RI Masih Minim Manfaatkan Energi Terbarukan

RI Masih Minim Manfaatkan Energi Terbarukan

Bagus Kurniawan - detikFinance
Selasa, 16 Feb 2016 17:28 WIB
RI Masih Minim Manfaatkan Energi Terbarukan
Foto: Bagus Kurniawan (detik.com)
Yogyakarta - Indonesia masih minim memanfaatkan energi terbarukan. Padahal sumber energi fosil seperti minyak bumi, batu bara dan gas akan habis dalam beberapa waktu ke depan. Sementara itu di masa depan Indonesia dengan negara berpenduduk terbesar ke empat di dunia ini juga bakal mengalami krisis energi.

Hal itu diungkapkan Kepala Badan Tenaga Nuklir Nasional, Prof Dr Djarot S. Wisnubroto, saat peringatan Hari Pendidikan Tinggi Teknik (PTT) di Fakultas Teknik (FT) Universitas Gadjah Mada (UGM), Selasa (16/2/2016).

"Pemanfaatan energi baru dan terbarukan (EBT) tidak pernah beranjak dari apa yang dilakukan 10 tahun lalu. Pemanfaatan tenaga air baru berkisar 10,10% dari sumber dayanya, panas bumi 4,8% biomassa 3,3%. Demikian pula dengan energi surya, angin, dan samudera juga masih sangat kecil," papar Djarot.

SCROLL TO CONTINUE WITH CONTENT

Berdasarkan data Kementrian ESDM, lanjut dia, cadangan minyak Indonesia akan habis dalam 12 tahun ke depan, cadangan batu bara proven mampu bertahan hingga 22 tahun, dan gas akan habis dalam 36 tahun mendatang.

Menurut Djarot, Indonesia akan mengalami kesulitan untuk mencapai target 23% penggunaan EBT pada tahun 2025 apabila hanya mengandalkan pada energi terbarukan saja. Karenanya, perlu pengembangan PLTN guna mencukupi kebutuhan energi masa depan.

"PP No. 79 tahum 2014 mencanangkan target 115 Gwe tahun 2025 yang berarti perlunya pembangunan pembangkit rata-rata 6,2 Gwe per tahun," katanya.

Tugas A:
Salin kata demi kata bagian artikel tentang energi terbarukan di antara "Berdasarkan data Kementrian" dan "36 tahun mendatang.", termasuk kedua batas tersebut.
Tugas B:
Menurut data Kementerian ESDM dalam artikel tentang energi terbarukan, dalam berapa tahun cadangan minyak Indonesia akan habis?
Tugas C:
Lanjutkan artikel tentang energi terbarukan, dimulai setelah kalimat terakhir yang ditampilkan.
Baris-baris data tidak ada hubungannya dengan artikel tentang energi terbarukan.

Cuplikan Data:

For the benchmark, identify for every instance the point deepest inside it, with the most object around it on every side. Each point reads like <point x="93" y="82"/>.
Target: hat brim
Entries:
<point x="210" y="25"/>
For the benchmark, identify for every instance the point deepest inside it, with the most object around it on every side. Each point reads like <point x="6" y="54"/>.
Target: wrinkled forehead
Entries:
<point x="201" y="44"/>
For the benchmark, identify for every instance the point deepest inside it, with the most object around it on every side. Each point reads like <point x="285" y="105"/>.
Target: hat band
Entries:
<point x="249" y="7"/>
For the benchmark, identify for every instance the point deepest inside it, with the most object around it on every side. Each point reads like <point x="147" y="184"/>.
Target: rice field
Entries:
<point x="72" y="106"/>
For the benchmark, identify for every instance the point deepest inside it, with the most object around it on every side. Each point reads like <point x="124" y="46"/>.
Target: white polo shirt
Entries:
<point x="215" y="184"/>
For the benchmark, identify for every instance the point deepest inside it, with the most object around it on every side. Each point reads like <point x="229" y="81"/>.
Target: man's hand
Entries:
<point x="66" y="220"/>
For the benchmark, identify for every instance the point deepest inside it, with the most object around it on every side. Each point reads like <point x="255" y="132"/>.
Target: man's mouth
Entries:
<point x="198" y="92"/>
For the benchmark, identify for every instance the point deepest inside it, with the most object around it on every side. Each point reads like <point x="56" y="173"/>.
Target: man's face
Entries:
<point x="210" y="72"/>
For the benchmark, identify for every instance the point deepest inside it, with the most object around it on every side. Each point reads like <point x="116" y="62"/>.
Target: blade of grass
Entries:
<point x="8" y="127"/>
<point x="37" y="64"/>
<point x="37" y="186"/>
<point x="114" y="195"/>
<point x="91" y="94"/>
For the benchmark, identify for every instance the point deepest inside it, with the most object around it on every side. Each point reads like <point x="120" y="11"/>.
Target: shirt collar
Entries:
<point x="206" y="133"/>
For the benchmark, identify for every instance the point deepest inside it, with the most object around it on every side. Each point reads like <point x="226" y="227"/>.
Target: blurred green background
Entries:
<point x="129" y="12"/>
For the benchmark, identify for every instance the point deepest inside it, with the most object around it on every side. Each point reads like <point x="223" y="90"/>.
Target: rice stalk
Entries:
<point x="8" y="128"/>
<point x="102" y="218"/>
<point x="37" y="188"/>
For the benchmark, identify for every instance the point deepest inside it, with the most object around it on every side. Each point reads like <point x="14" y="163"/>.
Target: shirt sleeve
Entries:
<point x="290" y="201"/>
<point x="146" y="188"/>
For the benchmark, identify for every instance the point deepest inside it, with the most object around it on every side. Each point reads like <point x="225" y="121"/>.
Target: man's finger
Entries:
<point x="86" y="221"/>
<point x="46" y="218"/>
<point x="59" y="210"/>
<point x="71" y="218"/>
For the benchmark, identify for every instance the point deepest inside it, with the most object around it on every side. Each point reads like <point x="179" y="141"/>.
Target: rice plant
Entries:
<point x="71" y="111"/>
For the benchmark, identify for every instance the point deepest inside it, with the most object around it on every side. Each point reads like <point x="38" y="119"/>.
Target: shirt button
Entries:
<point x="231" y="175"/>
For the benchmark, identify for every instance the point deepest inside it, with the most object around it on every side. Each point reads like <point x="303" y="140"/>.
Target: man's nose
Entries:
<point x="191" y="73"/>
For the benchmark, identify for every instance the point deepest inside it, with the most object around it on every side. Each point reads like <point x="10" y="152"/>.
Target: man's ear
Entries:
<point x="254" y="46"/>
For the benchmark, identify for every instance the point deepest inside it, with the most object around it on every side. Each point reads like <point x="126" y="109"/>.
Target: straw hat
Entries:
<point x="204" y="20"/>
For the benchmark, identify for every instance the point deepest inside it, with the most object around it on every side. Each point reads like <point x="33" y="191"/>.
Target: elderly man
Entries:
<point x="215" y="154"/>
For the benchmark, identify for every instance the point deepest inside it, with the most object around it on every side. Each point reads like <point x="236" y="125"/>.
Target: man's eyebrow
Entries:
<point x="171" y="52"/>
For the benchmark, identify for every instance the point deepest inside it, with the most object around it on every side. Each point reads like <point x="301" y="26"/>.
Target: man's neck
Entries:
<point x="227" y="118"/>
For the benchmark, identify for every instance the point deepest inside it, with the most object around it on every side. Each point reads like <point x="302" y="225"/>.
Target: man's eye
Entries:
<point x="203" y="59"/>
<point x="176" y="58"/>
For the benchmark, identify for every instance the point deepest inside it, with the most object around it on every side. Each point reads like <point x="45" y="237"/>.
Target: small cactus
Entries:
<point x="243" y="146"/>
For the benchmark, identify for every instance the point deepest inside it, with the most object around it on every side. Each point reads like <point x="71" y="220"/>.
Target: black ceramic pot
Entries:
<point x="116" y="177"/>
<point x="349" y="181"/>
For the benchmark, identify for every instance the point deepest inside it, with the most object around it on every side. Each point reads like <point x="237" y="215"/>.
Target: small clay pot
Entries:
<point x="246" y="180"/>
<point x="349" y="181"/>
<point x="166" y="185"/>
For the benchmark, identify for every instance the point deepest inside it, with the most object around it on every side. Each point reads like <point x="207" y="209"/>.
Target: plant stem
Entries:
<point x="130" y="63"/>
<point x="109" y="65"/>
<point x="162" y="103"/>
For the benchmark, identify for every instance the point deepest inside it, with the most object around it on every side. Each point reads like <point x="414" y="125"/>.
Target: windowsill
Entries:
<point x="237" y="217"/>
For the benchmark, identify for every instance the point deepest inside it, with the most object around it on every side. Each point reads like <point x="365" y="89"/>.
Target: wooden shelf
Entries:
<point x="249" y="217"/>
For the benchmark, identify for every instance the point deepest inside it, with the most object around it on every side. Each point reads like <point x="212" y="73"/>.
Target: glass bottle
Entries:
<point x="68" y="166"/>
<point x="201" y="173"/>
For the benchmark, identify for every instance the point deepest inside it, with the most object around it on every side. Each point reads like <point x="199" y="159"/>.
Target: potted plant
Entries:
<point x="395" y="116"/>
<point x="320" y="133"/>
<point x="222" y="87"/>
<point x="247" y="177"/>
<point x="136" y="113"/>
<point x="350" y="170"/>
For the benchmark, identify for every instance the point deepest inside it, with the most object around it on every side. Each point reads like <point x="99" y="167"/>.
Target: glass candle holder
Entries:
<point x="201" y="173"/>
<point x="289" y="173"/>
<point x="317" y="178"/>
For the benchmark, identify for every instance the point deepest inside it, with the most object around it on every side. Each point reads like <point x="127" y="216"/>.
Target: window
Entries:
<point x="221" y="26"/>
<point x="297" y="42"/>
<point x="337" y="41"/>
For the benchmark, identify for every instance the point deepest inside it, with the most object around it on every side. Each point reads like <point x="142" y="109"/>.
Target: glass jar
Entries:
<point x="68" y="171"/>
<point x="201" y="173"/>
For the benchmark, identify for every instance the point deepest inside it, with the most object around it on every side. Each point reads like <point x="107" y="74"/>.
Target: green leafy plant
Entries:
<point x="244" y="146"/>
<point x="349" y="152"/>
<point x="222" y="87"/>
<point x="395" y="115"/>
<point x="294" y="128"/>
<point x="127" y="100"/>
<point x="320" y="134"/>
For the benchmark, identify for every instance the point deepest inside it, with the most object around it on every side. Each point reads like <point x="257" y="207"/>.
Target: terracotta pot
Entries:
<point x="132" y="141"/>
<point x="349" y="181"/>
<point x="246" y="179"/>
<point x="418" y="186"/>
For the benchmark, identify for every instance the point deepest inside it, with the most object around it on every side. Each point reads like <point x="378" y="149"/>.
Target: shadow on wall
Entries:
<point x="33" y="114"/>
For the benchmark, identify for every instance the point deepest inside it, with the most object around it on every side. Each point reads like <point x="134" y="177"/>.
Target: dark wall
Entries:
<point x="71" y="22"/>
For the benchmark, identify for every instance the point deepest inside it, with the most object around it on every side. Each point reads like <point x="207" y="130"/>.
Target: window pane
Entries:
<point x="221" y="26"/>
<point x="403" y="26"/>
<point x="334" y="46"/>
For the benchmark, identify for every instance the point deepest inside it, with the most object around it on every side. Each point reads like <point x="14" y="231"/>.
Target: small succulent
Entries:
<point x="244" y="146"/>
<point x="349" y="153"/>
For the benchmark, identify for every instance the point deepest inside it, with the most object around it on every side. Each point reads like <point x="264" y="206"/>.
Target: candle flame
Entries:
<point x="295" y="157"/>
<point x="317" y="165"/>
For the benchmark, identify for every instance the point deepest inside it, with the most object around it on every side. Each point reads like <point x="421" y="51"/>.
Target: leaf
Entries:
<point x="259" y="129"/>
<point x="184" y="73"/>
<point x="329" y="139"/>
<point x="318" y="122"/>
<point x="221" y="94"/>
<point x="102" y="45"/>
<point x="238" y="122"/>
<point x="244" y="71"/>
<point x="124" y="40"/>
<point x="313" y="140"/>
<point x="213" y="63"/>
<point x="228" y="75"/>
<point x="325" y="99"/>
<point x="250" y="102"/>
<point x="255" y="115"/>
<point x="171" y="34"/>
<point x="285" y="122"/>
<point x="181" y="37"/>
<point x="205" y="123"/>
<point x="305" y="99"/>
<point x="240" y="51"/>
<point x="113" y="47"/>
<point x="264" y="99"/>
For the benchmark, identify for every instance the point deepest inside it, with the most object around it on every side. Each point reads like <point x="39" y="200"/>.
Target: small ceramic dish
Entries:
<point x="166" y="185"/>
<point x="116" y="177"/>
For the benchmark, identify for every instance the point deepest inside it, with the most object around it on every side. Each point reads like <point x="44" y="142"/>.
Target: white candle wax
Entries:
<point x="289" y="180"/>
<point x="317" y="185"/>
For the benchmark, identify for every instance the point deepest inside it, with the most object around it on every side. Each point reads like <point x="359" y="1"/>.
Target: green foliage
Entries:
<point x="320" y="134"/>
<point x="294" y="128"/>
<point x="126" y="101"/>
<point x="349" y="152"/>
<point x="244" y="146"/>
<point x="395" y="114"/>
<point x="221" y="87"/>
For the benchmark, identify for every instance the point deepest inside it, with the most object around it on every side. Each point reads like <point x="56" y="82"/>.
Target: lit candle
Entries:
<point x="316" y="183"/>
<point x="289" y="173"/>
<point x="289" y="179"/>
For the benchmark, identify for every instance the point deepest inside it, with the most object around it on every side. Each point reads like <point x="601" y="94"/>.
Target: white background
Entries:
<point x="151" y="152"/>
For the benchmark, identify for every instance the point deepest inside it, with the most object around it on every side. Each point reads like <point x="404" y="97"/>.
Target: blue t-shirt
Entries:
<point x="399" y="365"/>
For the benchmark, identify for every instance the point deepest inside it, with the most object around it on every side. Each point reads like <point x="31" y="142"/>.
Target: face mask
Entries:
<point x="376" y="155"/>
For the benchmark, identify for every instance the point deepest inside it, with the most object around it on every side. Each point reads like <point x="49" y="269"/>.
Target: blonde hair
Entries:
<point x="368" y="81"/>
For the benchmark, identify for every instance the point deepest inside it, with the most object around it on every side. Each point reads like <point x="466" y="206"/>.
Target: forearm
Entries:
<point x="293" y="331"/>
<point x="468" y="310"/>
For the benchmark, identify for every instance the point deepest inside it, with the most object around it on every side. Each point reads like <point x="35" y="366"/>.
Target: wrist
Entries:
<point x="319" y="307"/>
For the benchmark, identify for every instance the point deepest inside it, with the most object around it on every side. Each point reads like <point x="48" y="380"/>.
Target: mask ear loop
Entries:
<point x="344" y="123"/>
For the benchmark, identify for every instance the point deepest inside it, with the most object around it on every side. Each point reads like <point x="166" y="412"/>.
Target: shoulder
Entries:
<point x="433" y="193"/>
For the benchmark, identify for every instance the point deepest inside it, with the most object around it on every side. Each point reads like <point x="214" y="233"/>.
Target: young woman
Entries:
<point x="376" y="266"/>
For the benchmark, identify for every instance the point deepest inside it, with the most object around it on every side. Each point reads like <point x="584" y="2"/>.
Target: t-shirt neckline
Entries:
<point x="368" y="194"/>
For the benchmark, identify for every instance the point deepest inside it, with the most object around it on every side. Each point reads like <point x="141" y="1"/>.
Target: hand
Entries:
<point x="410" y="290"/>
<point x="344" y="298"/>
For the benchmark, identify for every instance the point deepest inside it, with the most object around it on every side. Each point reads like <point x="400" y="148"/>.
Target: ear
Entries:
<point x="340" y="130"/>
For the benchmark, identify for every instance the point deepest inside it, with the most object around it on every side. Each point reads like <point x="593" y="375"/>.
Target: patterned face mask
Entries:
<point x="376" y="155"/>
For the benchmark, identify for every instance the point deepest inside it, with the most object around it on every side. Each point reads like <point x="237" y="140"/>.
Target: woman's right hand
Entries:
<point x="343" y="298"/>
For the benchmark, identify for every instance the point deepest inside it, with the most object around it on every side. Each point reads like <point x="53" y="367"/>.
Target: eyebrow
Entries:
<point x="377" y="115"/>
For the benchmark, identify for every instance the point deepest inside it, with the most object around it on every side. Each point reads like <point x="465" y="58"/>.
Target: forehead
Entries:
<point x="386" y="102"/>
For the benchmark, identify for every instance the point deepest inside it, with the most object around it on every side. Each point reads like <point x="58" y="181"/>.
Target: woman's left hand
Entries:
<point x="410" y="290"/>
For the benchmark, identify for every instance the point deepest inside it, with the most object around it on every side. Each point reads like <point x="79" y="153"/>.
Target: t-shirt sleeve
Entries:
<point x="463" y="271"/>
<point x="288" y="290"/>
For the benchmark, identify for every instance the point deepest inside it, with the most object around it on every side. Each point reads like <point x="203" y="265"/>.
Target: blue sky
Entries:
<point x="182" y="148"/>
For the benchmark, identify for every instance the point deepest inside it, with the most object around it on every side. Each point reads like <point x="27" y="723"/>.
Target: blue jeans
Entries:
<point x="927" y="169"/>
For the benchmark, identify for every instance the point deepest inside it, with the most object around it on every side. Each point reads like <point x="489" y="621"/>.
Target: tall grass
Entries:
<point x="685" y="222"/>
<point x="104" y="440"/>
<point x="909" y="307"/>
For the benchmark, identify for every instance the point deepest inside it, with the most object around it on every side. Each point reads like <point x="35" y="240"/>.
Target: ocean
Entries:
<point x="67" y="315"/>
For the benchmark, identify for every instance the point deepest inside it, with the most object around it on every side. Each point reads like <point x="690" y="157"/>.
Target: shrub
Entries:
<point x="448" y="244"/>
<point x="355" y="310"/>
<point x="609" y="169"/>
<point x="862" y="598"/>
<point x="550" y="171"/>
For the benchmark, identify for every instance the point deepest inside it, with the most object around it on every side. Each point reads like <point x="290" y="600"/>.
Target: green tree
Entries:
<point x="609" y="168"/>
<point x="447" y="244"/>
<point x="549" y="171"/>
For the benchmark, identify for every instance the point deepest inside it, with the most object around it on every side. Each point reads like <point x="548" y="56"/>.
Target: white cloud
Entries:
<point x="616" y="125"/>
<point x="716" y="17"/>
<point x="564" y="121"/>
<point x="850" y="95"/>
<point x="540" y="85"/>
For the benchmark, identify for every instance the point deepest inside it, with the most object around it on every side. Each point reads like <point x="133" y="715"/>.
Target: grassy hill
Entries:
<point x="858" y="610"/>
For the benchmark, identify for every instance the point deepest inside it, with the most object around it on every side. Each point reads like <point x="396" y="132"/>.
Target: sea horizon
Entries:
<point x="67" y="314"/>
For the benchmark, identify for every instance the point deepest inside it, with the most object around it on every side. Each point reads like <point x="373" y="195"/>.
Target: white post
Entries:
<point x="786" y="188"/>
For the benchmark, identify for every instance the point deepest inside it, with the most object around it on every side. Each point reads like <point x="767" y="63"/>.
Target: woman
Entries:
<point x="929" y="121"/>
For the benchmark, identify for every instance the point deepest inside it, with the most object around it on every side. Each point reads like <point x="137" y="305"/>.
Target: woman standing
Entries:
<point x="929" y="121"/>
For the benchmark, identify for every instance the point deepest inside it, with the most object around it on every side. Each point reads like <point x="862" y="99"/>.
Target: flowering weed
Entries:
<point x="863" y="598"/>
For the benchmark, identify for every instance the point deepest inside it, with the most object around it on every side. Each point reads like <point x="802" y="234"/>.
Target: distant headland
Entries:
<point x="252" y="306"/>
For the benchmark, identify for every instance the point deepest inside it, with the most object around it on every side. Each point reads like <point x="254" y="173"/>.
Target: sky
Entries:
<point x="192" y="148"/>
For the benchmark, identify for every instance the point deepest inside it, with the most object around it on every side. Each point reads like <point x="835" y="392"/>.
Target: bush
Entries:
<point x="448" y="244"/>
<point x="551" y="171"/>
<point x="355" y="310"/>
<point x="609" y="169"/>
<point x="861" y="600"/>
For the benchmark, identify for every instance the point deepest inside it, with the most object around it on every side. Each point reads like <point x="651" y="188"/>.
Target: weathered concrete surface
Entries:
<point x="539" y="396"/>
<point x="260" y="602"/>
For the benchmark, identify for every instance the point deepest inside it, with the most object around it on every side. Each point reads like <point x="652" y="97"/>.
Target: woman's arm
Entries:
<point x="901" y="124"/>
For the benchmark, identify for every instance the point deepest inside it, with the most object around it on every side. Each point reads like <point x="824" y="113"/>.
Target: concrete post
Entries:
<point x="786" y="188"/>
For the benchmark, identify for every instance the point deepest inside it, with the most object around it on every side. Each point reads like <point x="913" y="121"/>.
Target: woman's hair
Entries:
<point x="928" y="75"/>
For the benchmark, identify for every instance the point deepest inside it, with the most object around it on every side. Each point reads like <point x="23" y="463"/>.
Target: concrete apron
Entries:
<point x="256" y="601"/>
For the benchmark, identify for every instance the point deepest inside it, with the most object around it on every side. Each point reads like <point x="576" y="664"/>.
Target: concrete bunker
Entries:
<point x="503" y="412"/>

Jawaban Latihan A:
Berdasarkan data Kementrian ESDM, lanjut dia, cadangan minyak Indonesia akan habis dalam 12 tahun ke depan, cadangan batu bara proven mampu bertahan hingga 22 tahun, dan gas akan habis dalam 36 tahun mendatang.

Jawaban Latihan B:
Cadangan minyak Indonesia akan habis dalam 12 tahun ke depan.

Jawaban Latihan C:
Menurutnya bila melihat kemampuan PLN dan pihak swasta lainnya, akan terjadi kondisi sekitar 26% kebutuhan energi yang tidak terpenuhi di tahun 2025. Hal ini menjadikan perlunya mempertimbangkan pembangunan PLTN yang memiliki karakteristik berdaya besar 1.000-1.400 MW/unit.

Djarot mengatakan salah satu tantangan utama program PLTN adalah masih adanya keraguan dari sebagian masyarakat terhadap kemampuan Indonesia dalam mengelola teknologi nuklir. Namun, dengan pengalaman selama 40 tahun Indonesia telah memiliki infrastruktur yang memadahi unuk membangun PLTN.

Menurut Djarot, Indonesia lebih siap dibandingkan dengan Vietnam, negara pertama yang akan mempunyai PLTN di Asia Tenggara, yang mengkaji program nuklir sejak tahun 1995. Namun yang menjadi persoalan selanjutnya adalah terkait cadangan uranium dalam mendukung pengembangan PLTN.

Menurut perhitungan ekonomi operasi PLTN tidak lebih dari 14 persen dari total pembiayaan operasi PLTN. Dengan demikian fluktuasi harga uranium tidak banyak berpengaruh terhadap harga listrik.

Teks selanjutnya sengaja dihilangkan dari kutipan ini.